§ **SET PROBLEM**: Collect every line in the records below that contains the word "post".

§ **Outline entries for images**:
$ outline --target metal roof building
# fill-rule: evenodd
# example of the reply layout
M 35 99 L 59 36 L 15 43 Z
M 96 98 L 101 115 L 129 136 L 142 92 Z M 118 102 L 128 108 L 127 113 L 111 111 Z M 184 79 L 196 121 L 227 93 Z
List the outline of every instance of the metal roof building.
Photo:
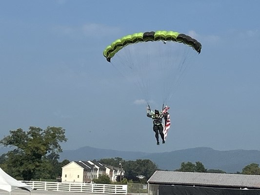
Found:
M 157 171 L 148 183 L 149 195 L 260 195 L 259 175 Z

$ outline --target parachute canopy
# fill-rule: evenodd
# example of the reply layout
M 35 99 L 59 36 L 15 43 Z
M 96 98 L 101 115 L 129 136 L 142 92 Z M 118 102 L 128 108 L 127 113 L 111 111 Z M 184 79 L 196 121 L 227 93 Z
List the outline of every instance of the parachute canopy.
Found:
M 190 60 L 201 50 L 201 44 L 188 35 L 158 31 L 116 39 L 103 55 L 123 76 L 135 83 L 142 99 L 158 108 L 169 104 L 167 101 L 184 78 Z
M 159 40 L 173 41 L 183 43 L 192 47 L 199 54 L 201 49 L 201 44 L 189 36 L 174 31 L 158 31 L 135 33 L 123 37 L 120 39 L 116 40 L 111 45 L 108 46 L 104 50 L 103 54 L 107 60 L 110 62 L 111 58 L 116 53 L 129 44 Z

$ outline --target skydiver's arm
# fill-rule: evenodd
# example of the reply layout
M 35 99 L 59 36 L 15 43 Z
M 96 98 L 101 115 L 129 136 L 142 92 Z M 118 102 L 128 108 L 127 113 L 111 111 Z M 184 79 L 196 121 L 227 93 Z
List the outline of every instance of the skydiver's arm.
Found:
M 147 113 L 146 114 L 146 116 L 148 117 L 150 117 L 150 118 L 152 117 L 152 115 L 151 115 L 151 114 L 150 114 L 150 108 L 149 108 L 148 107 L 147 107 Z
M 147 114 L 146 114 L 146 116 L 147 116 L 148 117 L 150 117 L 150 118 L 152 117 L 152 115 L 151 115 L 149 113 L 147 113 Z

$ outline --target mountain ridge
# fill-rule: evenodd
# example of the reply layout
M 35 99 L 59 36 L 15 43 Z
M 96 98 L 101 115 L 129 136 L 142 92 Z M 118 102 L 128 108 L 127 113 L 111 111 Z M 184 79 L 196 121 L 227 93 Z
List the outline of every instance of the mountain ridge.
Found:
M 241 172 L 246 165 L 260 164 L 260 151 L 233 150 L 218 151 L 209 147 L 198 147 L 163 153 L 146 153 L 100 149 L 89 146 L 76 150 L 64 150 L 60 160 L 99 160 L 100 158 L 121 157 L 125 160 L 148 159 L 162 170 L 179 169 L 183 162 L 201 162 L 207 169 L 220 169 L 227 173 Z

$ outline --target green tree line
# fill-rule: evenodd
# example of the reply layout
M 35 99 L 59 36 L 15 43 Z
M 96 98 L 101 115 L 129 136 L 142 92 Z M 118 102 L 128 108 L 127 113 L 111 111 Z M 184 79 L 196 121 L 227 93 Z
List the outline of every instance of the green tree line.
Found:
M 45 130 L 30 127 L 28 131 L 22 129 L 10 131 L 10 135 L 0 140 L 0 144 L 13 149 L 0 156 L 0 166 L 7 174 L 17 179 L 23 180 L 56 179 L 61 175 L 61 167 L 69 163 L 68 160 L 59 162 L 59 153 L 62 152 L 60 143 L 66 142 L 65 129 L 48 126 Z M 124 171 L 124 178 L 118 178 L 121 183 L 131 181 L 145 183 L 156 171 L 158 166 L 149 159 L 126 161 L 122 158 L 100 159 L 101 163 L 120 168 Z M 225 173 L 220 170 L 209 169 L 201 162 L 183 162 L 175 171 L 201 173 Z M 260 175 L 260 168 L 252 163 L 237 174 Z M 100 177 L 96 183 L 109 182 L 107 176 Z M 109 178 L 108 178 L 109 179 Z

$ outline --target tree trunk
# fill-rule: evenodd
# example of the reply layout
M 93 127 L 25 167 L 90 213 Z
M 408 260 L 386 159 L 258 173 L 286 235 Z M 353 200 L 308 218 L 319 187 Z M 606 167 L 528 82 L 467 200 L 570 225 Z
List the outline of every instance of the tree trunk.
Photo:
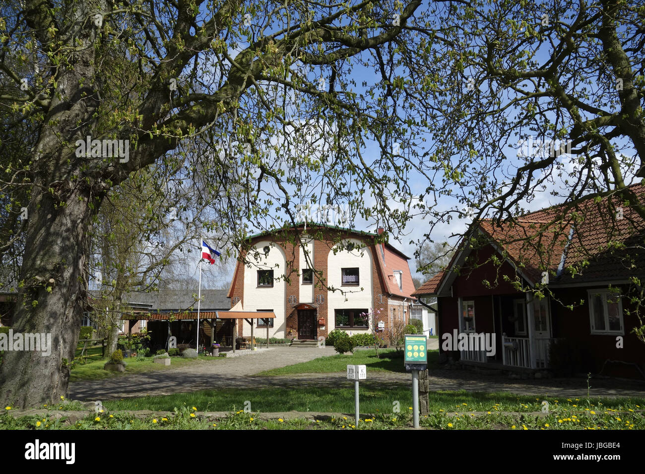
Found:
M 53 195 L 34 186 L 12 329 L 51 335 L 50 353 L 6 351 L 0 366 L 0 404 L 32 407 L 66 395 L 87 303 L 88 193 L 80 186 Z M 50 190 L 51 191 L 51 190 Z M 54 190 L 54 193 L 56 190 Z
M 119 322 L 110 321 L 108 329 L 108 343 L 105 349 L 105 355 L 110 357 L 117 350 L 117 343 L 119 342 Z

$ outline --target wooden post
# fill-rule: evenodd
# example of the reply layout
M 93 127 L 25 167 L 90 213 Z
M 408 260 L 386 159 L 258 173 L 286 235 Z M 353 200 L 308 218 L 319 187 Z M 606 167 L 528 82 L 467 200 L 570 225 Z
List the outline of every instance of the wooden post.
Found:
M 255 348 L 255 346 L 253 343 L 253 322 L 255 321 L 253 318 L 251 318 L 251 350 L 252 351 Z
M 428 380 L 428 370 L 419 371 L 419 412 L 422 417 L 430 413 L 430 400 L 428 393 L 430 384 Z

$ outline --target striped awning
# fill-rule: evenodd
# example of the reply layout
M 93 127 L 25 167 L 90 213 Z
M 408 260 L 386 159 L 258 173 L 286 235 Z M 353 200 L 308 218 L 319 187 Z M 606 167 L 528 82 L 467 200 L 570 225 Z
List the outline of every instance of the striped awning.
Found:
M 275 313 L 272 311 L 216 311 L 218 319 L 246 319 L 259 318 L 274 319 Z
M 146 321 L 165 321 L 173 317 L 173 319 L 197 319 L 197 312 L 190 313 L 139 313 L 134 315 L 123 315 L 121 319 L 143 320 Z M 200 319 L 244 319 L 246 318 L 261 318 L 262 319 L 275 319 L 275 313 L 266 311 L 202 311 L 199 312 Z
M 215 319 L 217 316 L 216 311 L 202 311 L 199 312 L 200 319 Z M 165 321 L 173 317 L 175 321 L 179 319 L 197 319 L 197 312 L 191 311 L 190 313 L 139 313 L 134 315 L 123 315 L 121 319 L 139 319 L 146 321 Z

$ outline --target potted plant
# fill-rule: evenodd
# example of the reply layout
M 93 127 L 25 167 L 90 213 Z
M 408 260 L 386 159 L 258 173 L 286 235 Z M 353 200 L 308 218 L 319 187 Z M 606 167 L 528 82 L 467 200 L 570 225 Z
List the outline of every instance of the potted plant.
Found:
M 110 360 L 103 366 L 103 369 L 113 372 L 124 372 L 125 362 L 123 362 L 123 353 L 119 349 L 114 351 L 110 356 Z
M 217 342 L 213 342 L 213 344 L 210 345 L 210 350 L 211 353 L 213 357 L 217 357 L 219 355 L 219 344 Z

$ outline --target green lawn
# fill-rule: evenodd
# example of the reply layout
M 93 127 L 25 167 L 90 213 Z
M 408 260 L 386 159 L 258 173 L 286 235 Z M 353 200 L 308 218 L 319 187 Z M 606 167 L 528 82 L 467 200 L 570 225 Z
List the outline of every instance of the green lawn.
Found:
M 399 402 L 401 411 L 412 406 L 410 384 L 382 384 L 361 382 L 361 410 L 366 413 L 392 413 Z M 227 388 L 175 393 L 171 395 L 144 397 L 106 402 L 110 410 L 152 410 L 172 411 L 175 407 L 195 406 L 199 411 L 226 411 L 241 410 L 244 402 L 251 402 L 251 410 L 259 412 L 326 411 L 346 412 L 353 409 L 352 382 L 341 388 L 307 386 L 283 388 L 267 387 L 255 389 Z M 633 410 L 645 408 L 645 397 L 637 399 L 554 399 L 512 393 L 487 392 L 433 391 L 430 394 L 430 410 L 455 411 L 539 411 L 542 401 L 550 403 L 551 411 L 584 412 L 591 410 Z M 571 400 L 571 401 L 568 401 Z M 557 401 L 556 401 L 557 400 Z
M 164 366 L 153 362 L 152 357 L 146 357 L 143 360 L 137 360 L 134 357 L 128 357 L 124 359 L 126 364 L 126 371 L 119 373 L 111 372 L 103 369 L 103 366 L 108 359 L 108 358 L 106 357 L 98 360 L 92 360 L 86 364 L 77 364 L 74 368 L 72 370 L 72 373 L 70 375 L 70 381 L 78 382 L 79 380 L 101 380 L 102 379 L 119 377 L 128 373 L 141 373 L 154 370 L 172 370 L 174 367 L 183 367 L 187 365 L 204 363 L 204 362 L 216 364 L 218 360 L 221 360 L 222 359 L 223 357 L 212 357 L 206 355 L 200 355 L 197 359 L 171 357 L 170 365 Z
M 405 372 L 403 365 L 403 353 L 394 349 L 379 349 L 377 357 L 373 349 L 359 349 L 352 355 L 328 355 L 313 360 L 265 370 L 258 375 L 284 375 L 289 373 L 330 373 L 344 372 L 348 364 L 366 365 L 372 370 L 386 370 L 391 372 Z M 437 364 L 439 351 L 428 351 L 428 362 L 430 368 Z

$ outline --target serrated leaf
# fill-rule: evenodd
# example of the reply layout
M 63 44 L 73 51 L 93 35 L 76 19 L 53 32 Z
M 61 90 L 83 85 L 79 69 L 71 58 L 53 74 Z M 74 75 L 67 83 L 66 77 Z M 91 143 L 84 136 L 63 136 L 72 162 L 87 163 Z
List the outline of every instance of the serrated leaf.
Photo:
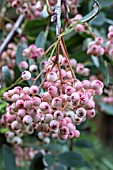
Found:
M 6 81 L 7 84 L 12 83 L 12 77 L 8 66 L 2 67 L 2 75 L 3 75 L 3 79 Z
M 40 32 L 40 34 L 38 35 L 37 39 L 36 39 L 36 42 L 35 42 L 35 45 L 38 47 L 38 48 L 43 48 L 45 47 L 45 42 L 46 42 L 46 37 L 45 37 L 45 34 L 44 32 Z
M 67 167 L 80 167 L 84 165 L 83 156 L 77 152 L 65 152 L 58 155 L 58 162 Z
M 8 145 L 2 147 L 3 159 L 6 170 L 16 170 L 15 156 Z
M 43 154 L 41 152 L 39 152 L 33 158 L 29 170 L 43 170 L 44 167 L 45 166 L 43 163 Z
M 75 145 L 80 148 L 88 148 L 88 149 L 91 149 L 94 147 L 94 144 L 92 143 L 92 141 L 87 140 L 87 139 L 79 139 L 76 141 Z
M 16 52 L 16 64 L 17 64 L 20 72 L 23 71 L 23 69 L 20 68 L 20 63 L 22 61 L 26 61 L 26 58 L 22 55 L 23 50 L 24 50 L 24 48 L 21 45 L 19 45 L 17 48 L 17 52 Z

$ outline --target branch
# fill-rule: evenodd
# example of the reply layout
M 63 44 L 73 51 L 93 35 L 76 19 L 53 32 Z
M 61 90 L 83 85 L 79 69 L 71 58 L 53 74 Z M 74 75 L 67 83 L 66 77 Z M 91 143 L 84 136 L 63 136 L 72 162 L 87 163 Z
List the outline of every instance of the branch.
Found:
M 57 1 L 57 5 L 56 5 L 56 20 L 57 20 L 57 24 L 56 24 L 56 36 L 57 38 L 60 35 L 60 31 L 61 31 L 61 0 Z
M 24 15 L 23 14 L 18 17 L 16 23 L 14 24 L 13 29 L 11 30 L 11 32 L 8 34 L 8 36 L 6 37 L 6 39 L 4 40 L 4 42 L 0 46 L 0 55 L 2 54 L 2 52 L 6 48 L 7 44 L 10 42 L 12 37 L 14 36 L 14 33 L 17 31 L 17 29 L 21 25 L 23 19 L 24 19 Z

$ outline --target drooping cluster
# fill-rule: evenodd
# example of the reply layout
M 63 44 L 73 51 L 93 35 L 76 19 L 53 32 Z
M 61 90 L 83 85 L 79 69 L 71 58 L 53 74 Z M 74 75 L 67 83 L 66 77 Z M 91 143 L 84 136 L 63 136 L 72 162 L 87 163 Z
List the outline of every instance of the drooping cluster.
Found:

§ **EXERCISE ANSWER**:
$ outline --target wooden post
List the outline of every instance of the wooden post.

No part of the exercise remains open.